> [Trecho da página]:
%%
Mas como mitigar o risco de atropelamento da fauna em uma ferrovia ainda em fase de projeto?
Atualmente, pesquisadores têm utilizado uma série de metodologias para tentar prever esse impacto, alguns antes mesmo da própria construção da ferrovia, e tentar evitar tais consequências. Dentre essas metodologias estão as chamadas “análises preditivas”. Análises preditivas são funções matemáticas aplicadas a um grande conjunto de dados e que permitem a identificação de padrões gerais que mostram tendências futuras.
A capacidade de prever como um sistema pode se comportar no futuro é uma característica chave de qualquer Ciência e algumas áreas, como a engenharia, a climatologia e a economia, fazem análises preditivas que são utilizadas de forma rotineira, até mesmo quando elas apresentam algum grau de imprecisão. Na Ecologia, esses modelos estão sendo usados há relativamente pouco tempo, mas sua aplicabilidade é imensa, especialmente no contexto de criar uma compreensão da forma como os sistemas biológicos podem responder às mudanças ambientais.
Para sistemas viários, essas análises podem permitir a projeção do número, das espécies e dos locais onde animais poderão ser atropelados, sendo possível ainda classificar cada área de risco em diferentes categorias como: muito baixa, baixa, média, alta e muito alta.
Na prática, isso significa que mesmo na fase de concepção de um projeto ferroviário ou rodoviário, já é possível indicar com certa assertividade quais são os melhores locais para instalação das passagens de fauna (superiores e inferiores) e do cercamento (para barrar a entrada de animais na via e direcioná-los para as passagens seguras), evitando assim um impacto causado e tendo um custo muito menor, uma vez que essas estruturas já nascem com a concepção do projeto da nova via. Portanto, não há necessidade de aguardar os resultados de anos de monitoramentos de atropelamentos na fase de operação da via para determinação dos “hotspots” ou “zonas críticas de fatalidades”, evitando-se assim um acúmulo de fatalidades.
%%
> [Dados fornecidos]:
%%
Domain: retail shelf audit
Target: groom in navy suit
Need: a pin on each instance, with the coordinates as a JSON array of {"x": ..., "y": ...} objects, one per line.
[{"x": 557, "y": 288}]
%%
> [Tarefa 1]:
Responda com base no texto sobre atropelamento de fauna em ferrovias:
(a) Como o texto define as análises preditivas?
(b) Em quais categorias cada área de risco pode ser classificada?
(c) Qual é a dupla função atribuída ao cercamento?
> [Tarefa 2]:
Dê continuidade ao texto sobre atropelamento de fauna em ferrovias a partir da última frase apresentada.

> [Resultado 1]:
(a) São funções matemáticas aplicadas a um grande conjunto de dados que permitem identificar padrões gerais que mostram tendências futuras.
(b) Muito baixa, baixa, média, alta e muito alta.
(c) Barrar a entrada de animais na via e direcioná-los para as passagens seguras.

> [Resultado 2]:
O primeiro modelo preditivo aplicado para ferrovias brasileiras se deu no ano de 2021, em um novo projeto ferroviário a ser instalado no estado de Mato Grosso, que ligará a cidade de Rondonópolis a Cuiabá e a Lucas do Rio Verde. Esse modelo utilizou como base o banco de dados de uma ferrovia com traçado e paisagem semelhante, a Malha Norte, que liga Aparecida do Taboado (MS) a Rondonópolis (MT). O banco de dados, com informações coletadas pela concessionária do referido trecho, continha dados de atropelamentos de 2013 a 2017.
A análise preditiva foi realizada buscando-se averiguar o risco de atropelamento de fauna em função de características da estrutura da paisagem, como quantidade de vegetação nativa no entorno da ferrovia, presença e distância de corpos d´água, dentre outras. As informações foram obtidas através do mapeamento do Mapbiomas versão 5. Foi gerada então uma análise para a fauna silvestre em geral e análises para espécies específicas (anta e queixada), as quais são ameaçadas de extinção e cujo atropelamento na região é comum e pode representar sérias perdas populacionais.
Como resultado da análise de predição, foi obtido o modelo abaixo, o qual mostra as áreas com alta probabilidade de atropelamento para a ferrovia que será construída. Com esse modelo, medidas de mitigação podem ser previamente implementadas, reduzindo as chances de fatalidades nesses trechos. Ainda, caso ocorra alguma mudança brusca na paisagem entre a criação do modelo e a construção da ferrovia, novas predições podem ser feitas levando essa dinâmica em consideração.
A soma dos resultados desse modelo à análise da paisagem da área afetada pelo empreendimento gera subsídios que auxiliam na tomada de decisão e, consequentemente, na conservação da vida silvestre.